------ Extract ------
Great luxury and tech than ever for fifth gen Range Rover
It may look similar to the previous version, but over 50 years in the making, this is in fact, the all-new fifth generation Range Rover, which will also be the last to feature traditional ICE (Internal Combustion Engine) power units. Initially being made available with a series of six-cylinder petrol, mile-hybrid, plug-in hybrids, and diesel engines, as well as a BMW-sourced 4.4-litre V8, an all-electric version of this car will also be introduced in 2024. So much new technology has gone into this car that 125 patents have been filed.
As for the styling, look closely and it’s a very different machine. Cleaner, smoother, the grille is higher and the slimmer headlights feature 1.2 million micro-mirrors with a processor to control them. The bumper is flush with bodywork, featuring horizontal elements to suggest width and give the Range Rover more presence (as if it needs it). In profile the clamshell bonnet remains but the flanks are less fussy, the side blades are simpler but the hockey stick bottom garnish is gone, as are the flatter surrounds around the windows and the door handles now retract into the doors when not needed.
------ Data section ------
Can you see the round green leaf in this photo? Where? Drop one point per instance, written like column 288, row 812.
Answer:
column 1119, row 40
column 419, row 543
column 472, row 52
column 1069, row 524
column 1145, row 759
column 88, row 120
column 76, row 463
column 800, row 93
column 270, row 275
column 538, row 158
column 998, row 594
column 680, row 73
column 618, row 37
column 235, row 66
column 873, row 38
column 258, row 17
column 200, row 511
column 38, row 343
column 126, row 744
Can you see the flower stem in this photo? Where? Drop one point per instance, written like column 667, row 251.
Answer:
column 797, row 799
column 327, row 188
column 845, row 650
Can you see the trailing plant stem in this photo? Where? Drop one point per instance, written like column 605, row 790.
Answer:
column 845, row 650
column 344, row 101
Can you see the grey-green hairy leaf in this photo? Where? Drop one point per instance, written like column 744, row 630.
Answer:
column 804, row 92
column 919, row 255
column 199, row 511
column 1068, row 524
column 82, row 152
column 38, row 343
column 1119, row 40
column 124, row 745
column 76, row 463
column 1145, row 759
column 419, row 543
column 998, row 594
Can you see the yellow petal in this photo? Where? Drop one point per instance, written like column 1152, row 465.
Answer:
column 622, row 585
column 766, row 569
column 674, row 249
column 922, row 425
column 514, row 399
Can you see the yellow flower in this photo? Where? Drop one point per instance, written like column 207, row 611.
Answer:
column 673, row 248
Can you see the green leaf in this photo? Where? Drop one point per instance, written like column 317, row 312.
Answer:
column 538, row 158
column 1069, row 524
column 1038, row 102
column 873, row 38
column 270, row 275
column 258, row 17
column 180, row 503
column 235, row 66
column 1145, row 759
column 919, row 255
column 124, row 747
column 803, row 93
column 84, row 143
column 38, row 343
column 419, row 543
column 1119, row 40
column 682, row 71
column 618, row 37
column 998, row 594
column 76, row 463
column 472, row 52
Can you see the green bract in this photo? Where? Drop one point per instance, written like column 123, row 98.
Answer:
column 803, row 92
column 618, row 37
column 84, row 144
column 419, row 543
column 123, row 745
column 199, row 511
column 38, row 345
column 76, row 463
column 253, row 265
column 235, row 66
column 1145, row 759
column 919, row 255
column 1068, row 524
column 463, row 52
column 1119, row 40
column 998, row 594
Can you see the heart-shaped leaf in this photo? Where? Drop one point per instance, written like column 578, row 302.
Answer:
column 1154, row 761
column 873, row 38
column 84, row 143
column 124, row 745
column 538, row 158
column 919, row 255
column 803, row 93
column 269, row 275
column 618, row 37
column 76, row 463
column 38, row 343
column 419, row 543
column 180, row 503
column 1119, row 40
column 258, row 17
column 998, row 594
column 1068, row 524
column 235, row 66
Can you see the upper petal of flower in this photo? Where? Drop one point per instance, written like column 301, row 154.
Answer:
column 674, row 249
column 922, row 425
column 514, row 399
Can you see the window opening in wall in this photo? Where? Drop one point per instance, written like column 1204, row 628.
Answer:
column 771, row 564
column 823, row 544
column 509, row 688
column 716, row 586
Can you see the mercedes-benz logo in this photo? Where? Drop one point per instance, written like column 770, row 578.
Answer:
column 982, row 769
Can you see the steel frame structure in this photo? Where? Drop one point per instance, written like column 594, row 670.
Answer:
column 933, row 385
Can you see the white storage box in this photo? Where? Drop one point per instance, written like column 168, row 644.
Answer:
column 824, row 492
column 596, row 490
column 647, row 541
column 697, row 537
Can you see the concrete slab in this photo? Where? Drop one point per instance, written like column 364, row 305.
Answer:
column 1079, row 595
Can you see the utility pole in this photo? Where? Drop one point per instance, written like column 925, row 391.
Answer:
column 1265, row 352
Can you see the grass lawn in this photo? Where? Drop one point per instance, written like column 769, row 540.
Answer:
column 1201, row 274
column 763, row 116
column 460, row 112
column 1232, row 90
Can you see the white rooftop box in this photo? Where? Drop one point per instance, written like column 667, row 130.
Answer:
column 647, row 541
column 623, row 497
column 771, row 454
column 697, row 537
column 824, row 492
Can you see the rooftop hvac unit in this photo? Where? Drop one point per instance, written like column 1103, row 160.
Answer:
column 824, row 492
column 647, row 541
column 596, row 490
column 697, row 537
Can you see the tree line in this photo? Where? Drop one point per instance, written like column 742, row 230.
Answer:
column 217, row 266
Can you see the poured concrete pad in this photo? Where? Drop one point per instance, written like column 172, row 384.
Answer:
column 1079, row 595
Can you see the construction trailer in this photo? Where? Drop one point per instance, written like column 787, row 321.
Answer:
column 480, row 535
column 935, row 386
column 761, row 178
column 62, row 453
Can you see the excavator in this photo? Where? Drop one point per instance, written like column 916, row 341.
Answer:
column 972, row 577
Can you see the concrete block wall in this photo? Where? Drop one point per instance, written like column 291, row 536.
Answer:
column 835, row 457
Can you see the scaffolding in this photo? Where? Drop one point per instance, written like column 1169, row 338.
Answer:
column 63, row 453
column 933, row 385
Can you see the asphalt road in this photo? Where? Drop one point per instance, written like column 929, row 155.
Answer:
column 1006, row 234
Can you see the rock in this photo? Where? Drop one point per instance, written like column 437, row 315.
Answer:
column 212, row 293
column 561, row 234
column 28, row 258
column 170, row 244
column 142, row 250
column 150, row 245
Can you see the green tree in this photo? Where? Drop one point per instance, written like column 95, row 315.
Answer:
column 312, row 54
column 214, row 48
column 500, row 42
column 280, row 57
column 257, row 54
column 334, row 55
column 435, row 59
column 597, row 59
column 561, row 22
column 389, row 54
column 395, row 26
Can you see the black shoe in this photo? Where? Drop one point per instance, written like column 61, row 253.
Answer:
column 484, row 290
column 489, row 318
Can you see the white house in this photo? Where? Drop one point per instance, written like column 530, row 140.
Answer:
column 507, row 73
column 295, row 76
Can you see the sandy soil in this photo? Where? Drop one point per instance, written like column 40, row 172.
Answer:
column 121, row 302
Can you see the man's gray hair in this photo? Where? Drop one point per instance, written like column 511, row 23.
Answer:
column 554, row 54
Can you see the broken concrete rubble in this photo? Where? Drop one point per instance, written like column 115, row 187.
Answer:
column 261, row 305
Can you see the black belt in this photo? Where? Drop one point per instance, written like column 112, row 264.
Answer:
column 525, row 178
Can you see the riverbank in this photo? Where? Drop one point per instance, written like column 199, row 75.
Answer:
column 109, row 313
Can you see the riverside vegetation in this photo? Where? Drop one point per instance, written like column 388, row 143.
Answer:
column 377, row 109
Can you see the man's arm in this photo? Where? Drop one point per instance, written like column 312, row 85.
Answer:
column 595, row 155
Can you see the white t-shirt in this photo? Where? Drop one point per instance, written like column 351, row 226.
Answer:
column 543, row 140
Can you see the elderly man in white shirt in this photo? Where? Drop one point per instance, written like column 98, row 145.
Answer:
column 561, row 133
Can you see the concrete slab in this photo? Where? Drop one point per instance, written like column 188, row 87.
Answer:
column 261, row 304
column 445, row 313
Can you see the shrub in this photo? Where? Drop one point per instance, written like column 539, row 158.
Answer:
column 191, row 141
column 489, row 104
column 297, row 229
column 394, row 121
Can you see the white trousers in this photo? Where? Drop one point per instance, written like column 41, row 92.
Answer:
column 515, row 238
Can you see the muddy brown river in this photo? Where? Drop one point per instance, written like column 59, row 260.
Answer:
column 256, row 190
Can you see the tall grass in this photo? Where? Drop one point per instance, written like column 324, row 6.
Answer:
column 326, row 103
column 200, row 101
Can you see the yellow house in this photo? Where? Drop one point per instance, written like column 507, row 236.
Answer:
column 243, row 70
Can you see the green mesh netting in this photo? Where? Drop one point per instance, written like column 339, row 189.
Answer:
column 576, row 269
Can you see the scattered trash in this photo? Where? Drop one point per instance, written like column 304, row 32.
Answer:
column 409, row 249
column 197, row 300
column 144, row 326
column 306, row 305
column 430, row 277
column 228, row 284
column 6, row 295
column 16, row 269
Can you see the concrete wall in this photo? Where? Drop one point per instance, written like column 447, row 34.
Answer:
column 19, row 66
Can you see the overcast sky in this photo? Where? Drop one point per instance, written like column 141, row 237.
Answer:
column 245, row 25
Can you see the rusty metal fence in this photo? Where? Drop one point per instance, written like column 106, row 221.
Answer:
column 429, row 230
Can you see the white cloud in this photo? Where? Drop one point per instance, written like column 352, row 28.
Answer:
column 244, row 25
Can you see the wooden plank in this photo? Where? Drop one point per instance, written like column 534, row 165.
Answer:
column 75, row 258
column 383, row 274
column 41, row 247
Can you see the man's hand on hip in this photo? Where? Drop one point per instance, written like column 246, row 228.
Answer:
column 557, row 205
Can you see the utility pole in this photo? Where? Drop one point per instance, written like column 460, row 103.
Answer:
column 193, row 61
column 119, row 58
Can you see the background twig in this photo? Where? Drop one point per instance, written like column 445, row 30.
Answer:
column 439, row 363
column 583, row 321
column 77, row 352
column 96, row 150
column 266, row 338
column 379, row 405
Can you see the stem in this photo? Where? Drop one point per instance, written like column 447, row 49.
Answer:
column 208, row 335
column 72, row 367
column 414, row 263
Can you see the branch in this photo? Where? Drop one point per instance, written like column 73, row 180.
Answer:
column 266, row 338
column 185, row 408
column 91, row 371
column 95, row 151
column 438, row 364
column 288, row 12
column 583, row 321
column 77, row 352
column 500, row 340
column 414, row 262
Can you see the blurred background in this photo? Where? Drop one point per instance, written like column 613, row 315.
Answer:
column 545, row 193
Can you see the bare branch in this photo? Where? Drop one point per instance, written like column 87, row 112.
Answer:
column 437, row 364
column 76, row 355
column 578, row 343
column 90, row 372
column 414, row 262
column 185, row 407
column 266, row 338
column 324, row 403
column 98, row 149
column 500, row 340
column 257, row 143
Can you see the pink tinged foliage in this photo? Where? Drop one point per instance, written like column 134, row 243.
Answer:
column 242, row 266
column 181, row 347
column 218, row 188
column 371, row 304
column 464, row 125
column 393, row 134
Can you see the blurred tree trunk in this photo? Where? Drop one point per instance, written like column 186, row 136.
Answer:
------
> [Tasks]
1. List every number written in figures in the Range Rover article, each with what it refers to.
2. In the Range Rover article, what do the door handles do when they are not needed?

> [Solutions to the tasks]
1.
- 50: the years in the making
- 4.4: the litres of the BMW-sourced V8
- 2024: the year the all-electric version will be introduced
- 125: the patents filed
- 1.2 million: the micro-mirrors in the headlights

2. They retract into the doors.